All of the records should be given back exactly and in full.

-------- Provided records --------

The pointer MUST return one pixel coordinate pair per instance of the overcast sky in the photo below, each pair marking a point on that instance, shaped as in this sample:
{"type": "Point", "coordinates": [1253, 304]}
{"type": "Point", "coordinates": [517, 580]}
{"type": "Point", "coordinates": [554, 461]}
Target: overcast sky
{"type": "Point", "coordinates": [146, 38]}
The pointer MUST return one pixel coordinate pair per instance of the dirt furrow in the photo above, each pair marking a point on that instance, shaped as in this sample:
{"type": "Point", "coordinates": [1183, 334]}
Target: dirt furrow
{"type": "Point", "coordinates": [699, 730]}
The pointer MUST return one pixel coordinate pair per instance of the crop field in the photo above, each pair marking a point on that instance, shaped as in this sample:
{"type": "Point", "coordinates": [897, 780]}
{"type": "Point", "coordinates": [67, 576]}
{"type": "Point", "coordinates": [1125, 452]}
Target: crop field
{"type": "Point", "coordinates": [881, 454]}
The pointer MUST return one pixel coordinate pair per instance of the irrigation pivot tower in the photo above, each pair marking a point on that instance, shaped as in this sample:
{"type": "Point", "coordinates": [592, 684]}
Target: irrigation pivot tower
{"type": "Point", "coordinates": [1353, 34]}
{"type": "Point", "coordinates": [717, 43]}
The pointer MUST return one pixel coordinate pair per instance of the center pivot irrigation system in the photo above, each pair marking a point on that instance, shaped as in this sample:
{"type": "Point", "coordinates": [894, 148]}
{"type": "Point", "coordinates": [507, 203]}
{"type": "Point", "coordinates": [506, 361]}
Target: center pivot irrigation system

--------

▶ Exercise output:
The pointer MUST return one pixel coordinate pair per instance of the overcast sky in the photo below, each pair marking a point on that instance, shaped as in this sample:
{"type": "Point", "coordinates": [1253, 304]}
{"type": "Point", "coordinates": [517, 580]}
{"type": "Point", "coordinates": [554, 461]}
Target: overcast sky
{"type": "Point", "coordinates": [146, 38]}
The pointer MUST return one pixel coordinate pair per instance of the dirt furrow in the photo above, each pair marking a point on that instance, shaped as in this sample:
{"type": "Point", "coordinates": [1183, 334]}
Target: dirt furrow
{"type": "Point", "coordinates": [699, 730]}
The pointer MUST return one pixel coordinate pair per instance of the crop field in the photo above, each pair marking a point on that instance, shaped as in this sample:
{"type": "Point", "coordinates": [897, 780]}
{"type": "Point", "coordinates": [67, 576]}
{"type": "Point", "coordinates": [1125, 452]}
Target: crop field
{"type": "Point", "coordinates": [881, 454]}
The pointer MUST return one pixel coordinate pair per instance of the irrigation pivot tower in the photo above, each pair marking a point on that instance, shaped as in this sample:
{"type": "Point", "coordinates": [592, 684]}
Target: irrigation pivot tower
{"type": "Point", "coordinates": [1353, 34]}
{"type": "Point", "coordinates": [717, 43]}
The pointer MUST return one pixel coordinate pair per instance of the center pivot irrigation system in the photo above, each pair marking a point on that instance, shaped as in this sample:
{"type": "Point", "coordinates": [894, 148]}
{"type": "Point", "coordinates": [507, 203]}
{"type": "Point", "coordinates": [506, 361]}
Target: center pivot irrigation system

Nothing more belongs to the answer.